§ **O que fazer**:
Copie sem nenhuma mudança o trecho do texto sobre a agenda cultural de São Paulo que começa em "Pra sair de" e vai até "ensaio da peça.", inclusive.

§ **Texto fornecido**:

▬▬▬▬▬▬▬▬▬▬

Pra sair de casa (ou que mané Copa?)
Pensando no Brasil que faz de tudo para dar certo, estreia amanhã amazonias - ver a mata que te vê [um manifesto poético], no Sesc Pinheiros. Misturando dramaturgia, música e dança, o espetáculo é fruto de uma residência artística de seis meses com 35 jovens de 16 a 20 anos e foi gestado em um processo artístico-pedagógico conduzido por Maria Thaís. O mais interessante é que propõe uma aproximação das muitas amazônias, que incluem a da floresta, a dos povos originários, a dos ribeirinhos, a da devastação e a das periferias criativas, só pra elencar algumas, com o universo da cidade de São Paulo e suas muitas camadas periféricas. Fica em cartaz até janeiro. A foto que eu usei é do Ale Catan, capturando um ensaio da peça.
Em cartaz apenas hoje e amanhã no Teatro Sérgio Cardoso, a peça de Aldri Anunciação lançada há 10 anos, Namíbia, Não, que inspirou o filme Medida Provisória, fala de um futuro distópico onde cidadãos de "melanina acentuada” devem ser enviados de volta para a África. Com Aldri Anunciação e Ícaro Silva, e direção de Lázaro Ramos.
Fica até janeiro na galeria Maria Razuk a exposição Lugar de Passagem, de Hilal Sami Hilal, com obras inéditas do artista capixaba que usa dimensões e materiais variados para criar um ambiente de poesia e abstração a partir de molduras vazadas e espelhos cegos.
Outra exposição imperdível é Rodrigo Andrade: Pintura Paisagem, que dialoga com a história da pintura e a observação da realidade a partir de um recorte proposto pelo curador Lorenzo Mammi. Fica na Almeida & Dale até 10 de dezembro.
E sábado tem mais uma edição da ODD, uma das festas com o melhor som da cidade. No line-up, Frontinn, Giu Nunez, My Girlfriend e dois back 2 back’s: Amê com Dixon e Davis vs Vermelho.

▬▬▬▬▬▬▬▬▬▬

§ **Linhas de dados**:
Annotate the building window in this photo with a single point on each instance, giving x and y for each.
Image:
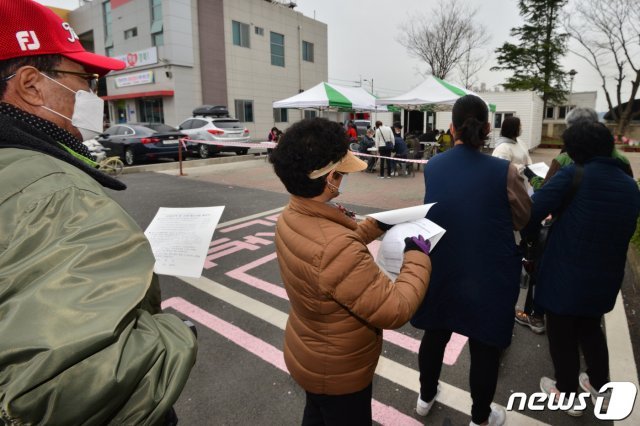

▬▬▬▬▬▬▬▬▬▬

§ **Resposta do exercício**:
Pra sair de casa (ou que mané Copa?)
Pensando no Brasil que faz de tudo para dar certo, estreia amanhã amazonias - ver a mata que te vê [um manifesto poético], no Sesc Pinheiros. Misturando dramaturgia, música e dança, o espetáculo é fruto de uma residência artística de seis meses com 35 jovens de 16 a 20 anos e foi gestado em um processo artístico-pedagógico conduzido por Maria Thaís. O mais interessante é que propõe uma aproximação das muitas amazônias, que incluem a da floresta, a dos povos originários, a dos ribeirinhos, a da devastação e a das periferias criativas, só pra elencar algumas, com o universo da cidade de São Paulo e suas muitas camadas periféricas. Fica em cartaz até janeiro. A foto que eu usei é do Ale Catan, capturando um ensaio da peça.